_What to do_
Rewrite the lines of the records below as a JSON list of strings, one string per line with blank lines omitted. Begin with the line containing "If you could pin the hillside" and include every line through the final line of the records.
**** Listed entries
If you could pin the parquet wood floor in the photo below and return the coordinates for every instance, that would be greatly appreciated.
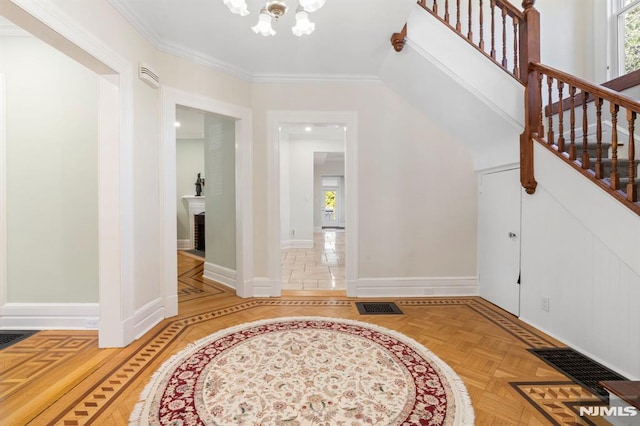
(62, 378)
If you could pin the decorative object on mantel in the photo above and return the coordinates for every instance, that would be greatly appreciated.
(303, 371)
(274, 9)
(199, 184)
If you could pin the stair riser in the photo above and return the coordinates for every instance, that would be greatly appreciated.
(592, 150)
(623, 168)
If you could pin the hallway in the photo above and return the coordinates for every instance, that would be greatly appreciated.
(321, 267)
(77, 383)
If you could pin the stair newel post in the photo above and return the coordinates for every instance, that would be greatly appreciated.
(398, 39)
(530, 53)
(550, 135)
(446, 11)
(615, 176)
(561, 120)
(585, 129)
(632, 194)
(599, 169)
(481, 18)
(493, 29)
(572, 122)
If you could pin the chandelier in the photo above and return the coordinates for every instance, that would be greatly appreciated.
(273, 10)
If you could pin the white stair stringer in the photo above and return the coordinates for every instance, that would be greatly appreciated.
(457, 86)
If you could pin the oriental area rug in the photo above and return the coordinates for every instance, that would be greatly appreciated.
(304, 371)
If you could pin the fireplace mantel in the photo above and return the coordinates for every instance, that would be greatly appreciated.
(195, 205)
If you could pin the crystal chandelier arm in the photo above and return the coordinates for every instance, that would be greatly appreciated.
(239, 7)
(311, 5)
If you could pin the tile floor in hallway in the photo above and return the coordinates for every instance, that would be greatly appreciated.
(320, 267)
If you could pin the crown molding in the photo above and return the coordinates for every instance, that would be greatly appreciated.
(205, 60)
(316, 78)
(127, 12)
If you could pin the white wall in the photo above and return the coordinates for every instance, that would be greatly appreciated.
(567, 36)
(414, 181)
(189, 162)
(329, 168)
(220, 191)
(587, 261)
(52, 179)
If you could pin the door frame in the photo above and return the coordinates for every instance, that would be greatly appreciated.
(496, 171)
(274, 119)
(243, 182)
(336, 211)
(115, 76)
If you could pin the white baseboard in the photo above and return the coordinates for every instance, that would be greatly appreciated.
(148, 316)
(264, 287)
(185, 244)
(50, 316)
(296, 244)
(220, 274)
(583, 351)
(415, 287)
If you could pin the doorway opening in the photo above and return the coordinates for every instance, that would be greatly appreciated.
(221, 135)
(206, 190)
(314, 165)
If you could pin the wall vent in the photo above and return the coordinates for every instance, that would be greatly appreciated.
(149, 76)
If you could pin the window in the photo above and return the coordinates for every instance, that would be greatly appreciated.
(627, 22)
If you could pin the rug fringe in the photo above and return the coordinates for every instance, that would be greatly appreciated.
(464, 413)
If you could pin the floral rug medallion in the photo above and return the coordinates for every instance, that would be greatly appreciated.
(304, 371)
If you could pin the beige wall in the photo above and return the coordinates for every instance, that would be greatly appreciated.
(415, 183)
(189, 162)
(52, 179)
(220, 191)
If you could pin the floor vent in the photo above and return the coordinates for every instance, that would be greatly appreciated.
(579, 368)
(378, 308)
(8, 338)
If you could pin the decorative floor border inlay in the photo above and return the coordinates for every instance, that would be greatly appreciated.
(558, 402)
(94, 401)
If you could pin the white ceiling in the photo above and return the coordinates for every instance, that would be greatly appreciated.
(350, 40)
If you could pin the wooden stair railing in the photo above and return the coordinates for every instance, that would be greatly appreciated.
(523, 38)
(605, 162)
(494, 27)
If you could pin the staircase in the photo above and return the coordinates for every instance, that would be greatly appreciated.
(588, 126)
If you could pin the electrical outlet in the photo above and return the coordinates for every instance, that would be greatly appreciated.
(545, 303)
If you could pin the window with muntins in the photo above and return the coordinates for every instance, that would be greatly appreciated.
(626, 19)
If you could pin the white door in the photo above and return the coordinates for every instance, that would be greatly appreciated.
(499, 198)
(330, 206)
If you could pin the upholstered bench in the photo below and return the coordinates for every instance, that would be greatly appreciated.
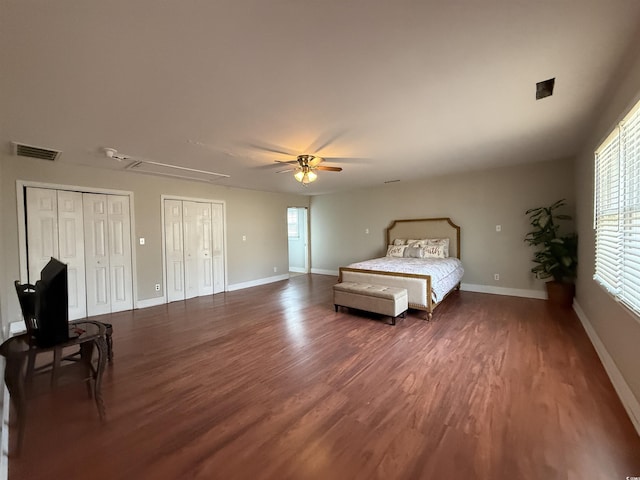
(389, 301)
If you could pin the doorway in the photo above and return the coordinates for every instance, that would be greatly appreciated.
(298, 230)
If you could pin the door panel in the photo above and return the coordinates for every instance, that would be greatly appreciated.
(174, 250)
(119, 244)
(217, 246)
(42, 229)
(71, 249)
(96, 253)
(203, 249)
(197, 268)
(190, 229)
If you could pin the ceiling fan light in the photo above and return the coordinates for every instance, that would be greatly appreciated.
(305, 176)
(311, 176)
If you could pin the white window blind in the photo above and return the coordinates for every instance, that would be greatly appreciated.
(617, 212)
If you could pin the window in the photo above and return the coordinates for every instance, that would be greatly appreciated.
(617, 212)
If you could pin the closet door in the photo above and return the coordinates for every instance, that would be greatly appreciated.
(96, 238)
(217, 246)
(55, 229)
(191, 240)
(42, 229)
(119, 244)
(71, 250)
(201, 247)
(174, 250)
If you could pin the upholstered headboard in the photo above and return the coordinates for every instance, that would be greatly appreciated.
(418, 228)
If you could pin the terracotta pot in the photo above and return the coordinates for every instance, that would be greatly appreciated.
(561, 293)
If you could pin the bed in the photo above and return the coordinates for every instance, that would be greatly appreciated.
(429, 275)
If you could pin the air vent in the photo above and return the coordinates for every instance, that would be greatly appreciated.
(545, 89)
(23, 150)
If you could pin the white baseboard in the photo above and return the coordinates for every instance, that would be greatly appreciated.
(511, 292)
(255, 283)
(321, 271)
(151, 302)
(628, 399)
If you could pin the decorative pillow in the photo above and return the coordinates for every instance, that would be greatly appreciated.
(433, 251)
(417, 243)
(413, 251)
(395, 250)
(437, 242)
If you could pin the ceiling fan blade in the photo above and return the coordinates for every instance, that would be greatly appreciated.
(328, 169)
(316, 161)
(268, 147)
(292, 162)
(347, 160)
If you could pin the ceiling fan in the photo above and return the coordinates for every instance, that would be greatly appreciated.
(306, 164)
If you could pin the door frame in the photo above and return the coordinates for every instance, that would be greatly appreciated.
(305, 228)
(164, 197)
(22, 233)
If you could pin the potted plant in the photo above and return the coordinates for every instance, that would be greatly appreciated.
(557, 257)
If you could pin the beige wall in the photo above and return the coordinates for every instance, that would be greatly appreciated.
(477, 201)
(260, 216)
(617, 328)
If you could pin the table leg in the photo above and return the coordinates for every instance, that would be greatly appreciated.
(97, 382)
(15, 382)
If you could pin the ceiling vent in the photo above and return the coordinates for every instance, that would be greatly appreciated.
(545, 89)
(23, 150)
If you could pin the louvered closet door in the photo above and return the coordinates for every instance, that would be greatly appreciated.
(174, 250)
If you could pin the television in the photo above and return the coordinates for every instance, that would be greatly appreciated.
(52, 305)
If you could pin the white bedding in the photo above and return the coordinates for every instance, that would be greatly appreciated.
(445, 273)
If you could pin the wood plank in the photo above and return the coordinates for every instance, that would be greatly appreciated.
(271, 382)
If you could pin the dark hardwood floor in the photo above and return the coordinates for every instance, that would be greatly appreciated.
(271, 383)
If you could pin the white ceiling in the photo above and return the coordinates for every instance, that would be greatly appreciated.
(402, 88)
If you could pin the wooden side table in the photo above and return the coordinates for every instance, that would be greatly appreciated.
(89, 336)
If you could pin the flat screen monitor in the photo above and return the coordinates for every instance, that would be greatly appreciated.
(52, 304)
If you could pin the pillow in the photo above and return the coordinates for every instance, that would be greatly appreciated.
(413, 251)
(434, 242)
(434, 251)
(417, 243)
(395, 250)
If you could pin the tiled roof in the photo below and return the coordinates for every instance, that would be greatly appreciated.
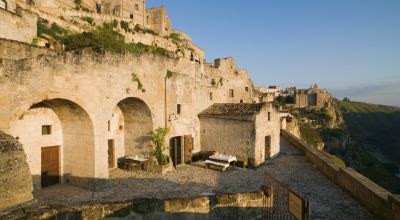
(232, 109)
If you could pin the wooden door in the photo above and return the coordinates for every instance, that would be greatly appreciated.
(111, 153)
(267, 147)
(176, 150)
(50, 170)
(188, 145)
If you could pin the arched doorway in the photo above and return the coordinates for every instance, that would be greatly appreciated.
(57, 136)
(130, 129)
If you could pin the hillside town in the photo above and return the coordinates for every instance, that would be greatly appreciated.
(104, 103)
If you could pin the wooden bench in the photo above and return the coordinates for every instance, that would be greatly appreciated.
(216, 165)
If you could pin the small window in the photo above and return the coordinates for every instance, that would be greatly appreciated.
(231, 93)
(46, 129)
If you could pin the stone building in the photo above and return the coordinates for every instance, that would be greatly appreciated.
(248, 131)
(267, 94)
(16, 24)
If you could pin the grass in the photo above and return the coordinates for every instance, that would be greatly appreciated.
(88, 19)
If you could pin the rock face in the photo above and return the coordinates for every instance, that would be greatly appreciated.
(15, 178)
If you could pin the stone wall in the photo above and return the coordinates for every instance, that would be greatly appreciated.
(229, 136)
(15, 178)
(378, 200)
(20, 25)
(237, 206)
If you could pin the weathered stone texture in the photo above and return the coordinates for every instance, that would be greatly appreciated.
(15, 178)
********
_Worked solution_
[
  "If you could pin the hillside town in the photo above and return the coordinates for every instance, that would be greatly appreciated.",
  "(104, 103)",
  "If you could pin the wooden bench in the photo above and return the coordinates for every instance, that would be greatly appreciated.",
  "(216, 165)",
  "If you could pin the small window in the photo above and return the coordinates for every instance, that would be greatly appreciated.",
  "(231, 93)",
  "(46, 129)",
  "If you could pin the stone building in the photo above and return the coordinates for every instance, that would be greatly appreciated.",
  "(248, 131)",
  "(267, 94)",
  "(16, 24)",
  "If you could pin the grass in the photo above and return the coordinates for every instance, that would be greatly appreciated.",
  "(88, 19)",
  "If you could pin the rock face in the photo above and return the coordinates for every instance, that would be greatly appreciated.",
  "(15, 178)",
  "If you could pin the stone wall in the photo above and return the coordinates for every instance, that would be greatly appreciated.",
  "(229, 136)",
  "(15, 178)",
  "(378, 200)",
  "(20, 25)",
  "(237, 206)",
  "If you could pin the weathered stone texture in the photo above and return the coordinates for every instance, that would be greatly appreciated.",
  "(15, 178)"
]